*DATA FOR THE TASK:*
= = = =

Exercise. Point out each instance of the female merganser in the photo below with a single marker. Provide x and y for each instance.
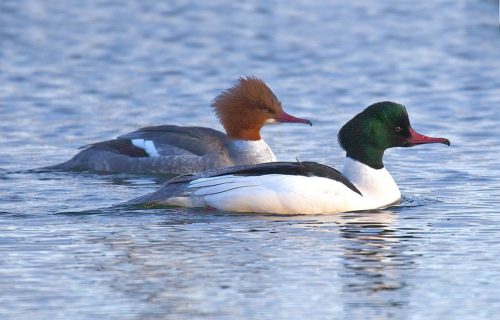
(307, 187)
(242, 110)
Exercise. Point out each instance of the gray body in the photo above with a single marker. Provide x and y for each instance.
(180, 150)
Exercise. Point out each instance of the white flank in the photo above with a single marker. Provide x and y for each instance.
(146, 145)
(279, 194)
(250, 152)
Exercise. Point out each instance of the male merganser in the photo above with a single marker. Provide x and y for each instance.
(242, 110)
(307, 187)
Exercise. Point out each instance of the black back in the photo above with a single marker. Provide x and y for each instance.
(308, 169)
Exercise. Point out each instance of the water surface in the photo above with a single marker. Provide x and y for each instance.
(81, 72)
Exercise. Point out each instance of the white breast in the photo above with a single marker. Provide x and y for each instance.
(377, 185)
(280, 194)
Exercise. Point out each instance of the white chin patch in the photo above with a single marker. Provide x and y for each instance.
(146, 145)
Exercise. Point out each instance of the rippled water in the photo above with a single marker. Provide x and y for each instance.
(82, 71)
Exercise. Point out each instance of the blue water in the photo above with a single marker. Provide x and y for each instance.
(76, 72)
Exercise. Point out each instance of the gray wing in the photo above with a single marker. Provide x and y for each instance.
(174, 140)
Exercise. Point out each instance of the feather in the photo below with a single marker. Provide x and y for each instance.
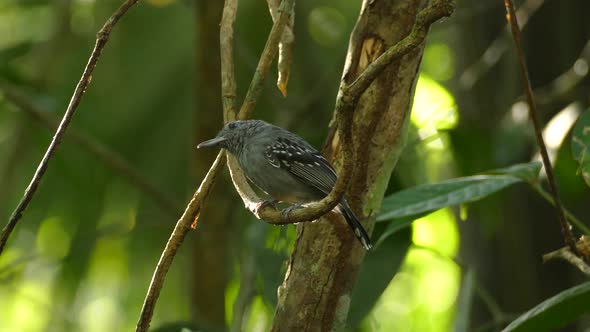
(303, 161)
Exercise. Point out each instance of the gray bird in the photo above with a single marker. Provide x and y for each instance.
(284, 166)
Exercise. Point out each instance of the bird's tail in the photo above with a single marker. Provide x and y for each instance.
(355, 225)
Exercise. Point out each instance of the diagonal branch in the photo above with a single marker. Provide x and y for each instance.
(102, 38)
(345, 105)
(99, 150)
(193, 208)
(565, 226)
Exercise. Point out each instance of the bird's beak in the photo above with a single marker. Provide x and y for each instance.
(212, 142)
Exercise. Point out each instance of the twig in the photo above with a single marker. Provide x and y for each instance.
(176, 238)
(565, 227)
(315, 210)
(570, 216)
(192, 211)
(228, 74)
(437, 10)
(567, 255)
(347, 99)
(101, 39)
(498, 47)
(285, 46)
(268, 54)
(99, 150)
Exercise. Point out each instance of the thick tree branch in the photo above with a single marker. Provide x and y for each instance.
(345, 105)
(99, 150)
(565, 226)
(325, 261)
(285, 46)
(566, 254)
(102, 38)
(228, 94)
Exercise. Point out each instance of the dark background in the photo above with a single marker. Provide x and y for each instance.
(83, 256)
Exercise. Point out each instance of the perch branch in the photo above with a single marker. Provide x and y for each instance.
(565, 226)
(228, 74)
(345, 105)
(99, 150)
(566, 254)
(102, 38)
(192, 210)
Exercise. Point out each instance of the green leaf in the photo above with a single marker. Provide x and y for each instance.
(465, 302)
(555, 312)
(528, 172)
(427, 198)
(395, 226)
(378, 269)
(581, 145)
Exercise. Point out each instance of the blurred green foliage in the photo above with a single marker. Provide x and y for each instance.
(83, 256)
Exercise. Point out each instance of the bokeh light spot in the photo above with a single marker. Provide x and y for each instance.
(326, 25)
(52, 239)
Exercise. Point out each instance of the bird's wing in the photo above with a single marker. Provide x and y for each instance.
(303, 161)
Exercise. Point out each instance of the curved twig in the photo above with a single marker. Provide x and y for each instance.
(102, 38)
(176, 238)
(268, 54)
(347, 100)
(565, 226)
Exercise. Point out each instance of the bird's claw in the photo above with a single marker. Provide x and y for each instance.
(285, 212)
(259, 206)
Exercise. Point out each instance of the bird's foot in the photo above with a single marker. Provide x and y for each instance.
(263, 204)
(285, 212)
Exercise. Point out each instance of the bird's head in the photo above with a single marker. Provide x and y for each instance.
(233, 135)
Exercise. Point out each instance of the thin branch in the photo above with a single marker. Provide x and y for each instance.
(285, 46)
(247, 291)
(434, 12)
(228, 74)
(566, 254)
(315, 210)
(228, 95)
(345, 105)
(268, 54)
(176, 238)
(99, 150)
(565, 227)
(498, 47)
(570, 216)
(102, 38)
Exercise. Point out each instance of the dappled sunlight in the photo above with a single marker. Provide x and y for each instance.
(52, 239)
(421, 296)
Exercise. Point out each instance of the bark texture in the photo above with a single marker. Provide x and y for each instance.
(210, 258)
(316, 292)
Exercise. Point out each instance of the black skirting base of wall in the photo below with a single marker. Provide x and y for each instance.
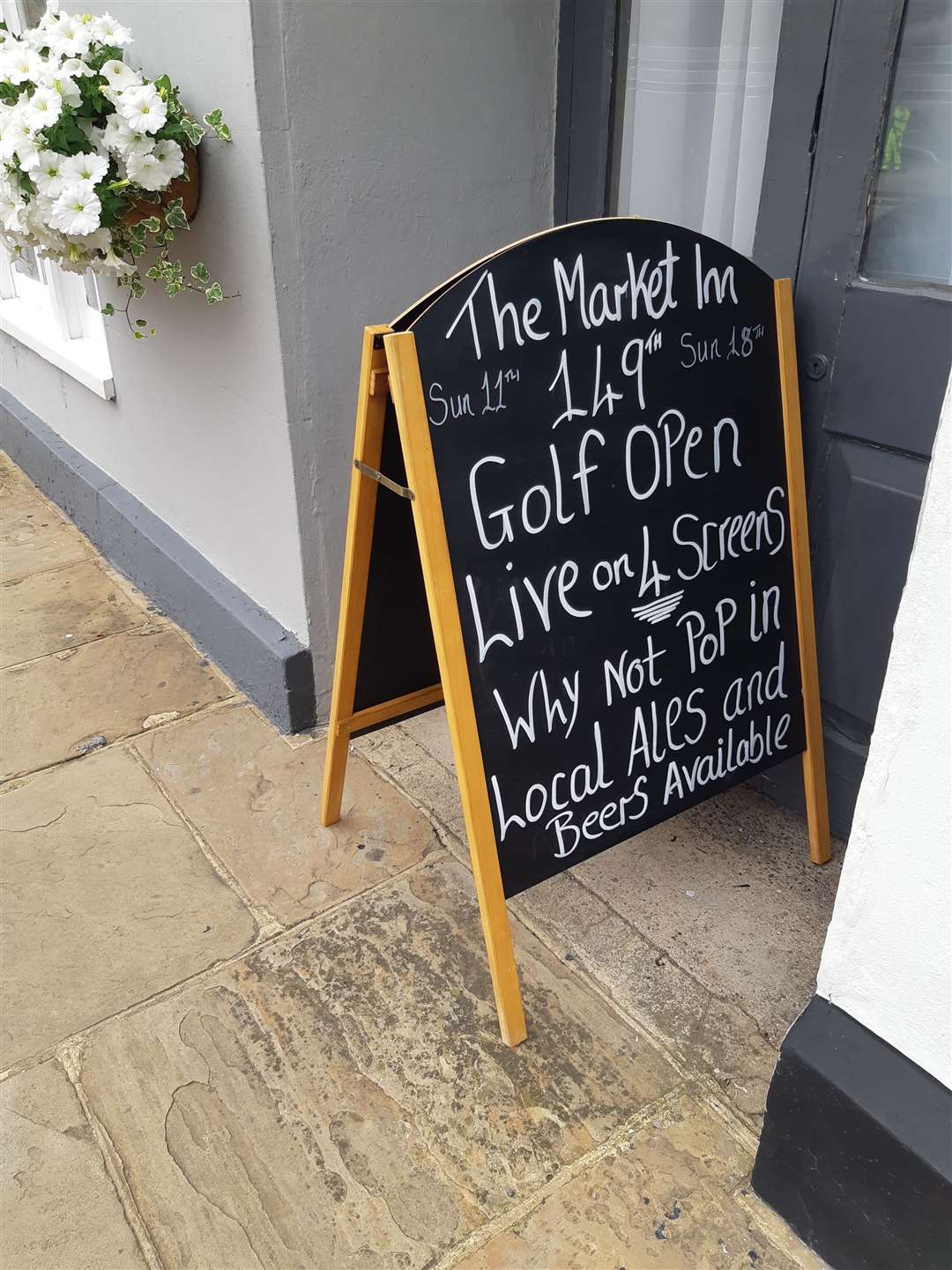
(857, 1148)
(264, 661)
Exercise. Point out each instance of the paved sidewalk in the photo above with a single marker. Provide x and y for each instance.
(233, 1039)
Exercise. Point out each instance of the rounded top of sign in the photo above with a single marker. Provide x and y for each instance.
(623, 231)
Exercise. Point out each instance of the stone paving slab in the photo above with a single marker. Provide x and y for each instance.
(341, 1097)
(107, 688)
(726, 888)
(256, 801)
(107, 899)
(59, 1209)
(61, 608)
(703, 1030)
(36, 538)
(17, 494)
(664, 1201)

= = = =

*YOUR INSTRUCTIONS:* Reproduce all of the entries above verbatim, omitting the pictures.

*RESPONSE FOR THIS EXERCISE:*
Exercise. Point out each instance of the female merganser in the photo below with a single marker. Provide x and y for each instance.
(307, 187)
(242, 110)
Exercise. Point out each instance of the gray body in the photo above with a single marker. Provide x and y for each instance.
(180, 150)
Exercise. Point out each instance of the white flank in the photo above with a single marker. Provide x and y for each instance.
(146, 145)
(279, 194)
(250, 152)
Exercise. Point out each instance of the male merganser in the photo above with a single marker. Provide x and y for each instance.
(242, 110)
(307, 187)
Exercise. Point out each instance of the black back in the photo above with a single marker. Provide x and y for each instance.
(308, 169)
Exercise. Point out each instance of the water surface in the photo above with a single marker. Provide x and y for each instance.
(81, 72)
Exercise. Point out each instance of the white breast in the photo above with a single marker. Provide x and y for each instance.
(377, 185)
(280, 194)
Exercise. Point out each instance of the white chin patch in the photo above with a single marker. Provide x and y for each instance.
(146, 145)
Exercise. Point out each instance of the rippled water in the photo above with a single marker. Provide x and y for each instance.
(82, 71)
Exercise. Point out each instance of the blue water in the photo above with a single marker. Provide x and y for each instance.
(76, 72)
Exercise. Point out each instance of the gray wing in the photo above with a single marker. Provide x and y for each instance.
(174, 140)
Exercise. Point out each instance of the feather in the photo below with a single marker. Provide x and y for each instance.
(303, 161)
Exercise. Point out each instance of the gray bird in the photo above with a single marker. Provide x and y for each instance.
(284, 166)
Exercise. Point out each instance of the bird's tail in the photo above with a single marker. Provide x and y for each instance.
(355, 225)
Exercise. Point out each instance of the diagonal branch in the photo above with a single marker. Provide x and y for each instance.
(102, 38)
(345, 105)
(99, 150)
(193, 208)
(565, 226)
Exercise. Point out each instance of the bird's beak in the photo above with a single marker. Provide x and y for each instance.
(212, 142)
Exercise. Point out each instance of the twig in the photo above with a single marker. Provide x and y for each instance.
(176, 238)
(565, 227)
(315, 210)
(570, 216)
(192, 211)
(228, 74)
(437, 10)
(567, 255)
(347, 99)
(101, 39)
(498, 47)
(285, 46)
(268, 54)
(99, 150)
Exercise. Point out each instance of the thick tree branch in the photo above with a single marker. Provide x and y for each instance.
(345, 105)
(99, 150)
(565, 226)
(325, 261)
(285, 46)
(566, 254)
(102, 38)
(228, 94)
Exercise. Point out each instance of the dark background in the photo above with a single marker. Provide x and y for each instance.
(83, 256)
Exercise. Point out each instance of the perch branch in the photo above with a single marker. Provide x and y for each instance.
(565, 226)
(228, 74)
(345, 105)
(99, 150)
(566, 254)
(102, 38)
(192, 210)
Exercise. Point out each instance of the green leaf in the photo above with a single marker. Provide x and y for each instance.
(465, 302)
(555, 312)
(528, 172)
(427, 198)
(395, 226)
(378, 269)
(581, 145)
Exercise. Point out each instance of the blurred green foliage in the photo above with a single marker. Provide x and y for each instance.
(83, 256)
Exercise. Point out each instance of the bokeh light spot in the photo above with a single marker. Provide x and y for each instance.
(326, 25)
(52, 239)
Exercise. Point out each instance of the bird's wing in the photo above with a single marker. Provide x and y for each instance.
(303, 161)
Exercise. Point out each instance of the curved twig in the photo above with a single marker. Provide x and y for each instance.
(102, 38)
(176, 238)
(268, 54)
(347, 100)
(565, 226)
Exercise. Point out each instance of the bird's claw in the photo above with a single marker. Provide x and y for each instance.
(285, 212)
(259, 206)
Exercise. Point out each instance of the bird's foot in the photo above with a single marker. Provide x and y for each instance.
(263, 204)
(285, 212)
Exercise. Point out each instance of the bird's head in the photo above with a single marker. Provide x and y for each instance.
(233, 135)
Exercise. Point out each instance of the thin branch in the photo above with a single marker. Provide x and y for each instance.
(285, 46)
(247, 291)
(434, 12)
(228, 74)
(566, 254)
(315, 210)
(228, 95)
(345, 105)
(268, 54)
(176, 238)
(99, 150)
(565, 227)
(498, 47)
(570, 216)
(102, 38)
Exercise. Point out each instance of the dappled sunlight in the photo above with a single marker. Provide x and y for each instance.
(52, 239)
(421, 296)
Exercise. Point out each instance of the bark texture in the photo above with a single marker. Provide x and y for each instance.
(210, 258)
(316, 292)
Exercise. Point out each instance of the black skirting base of wall in the photo below with a single marker. Provide x and y for each instance.
(857, 1148)
(264, 661)
Exercise. Point out each instance of the paved sidewalk in the photo above with a single marker. Provide x and y for each instance.
(233, 1039)
Exercise. Point out each instance of the rounded top of sign in the photo above with a single marker. Provide x and y for each instance.
(623, 231)
Exercise. Point out each instance of the stone paving slab in the photo above with a single marker. Provide x and y for each instance.
(341, 1097)
(107, 688)
(726, 888)
(256, 801)
(107, 899)
(59, 1209)
(61, 608)
(703, 1030)
(36, 538)
(17, 494)
(664, 1201)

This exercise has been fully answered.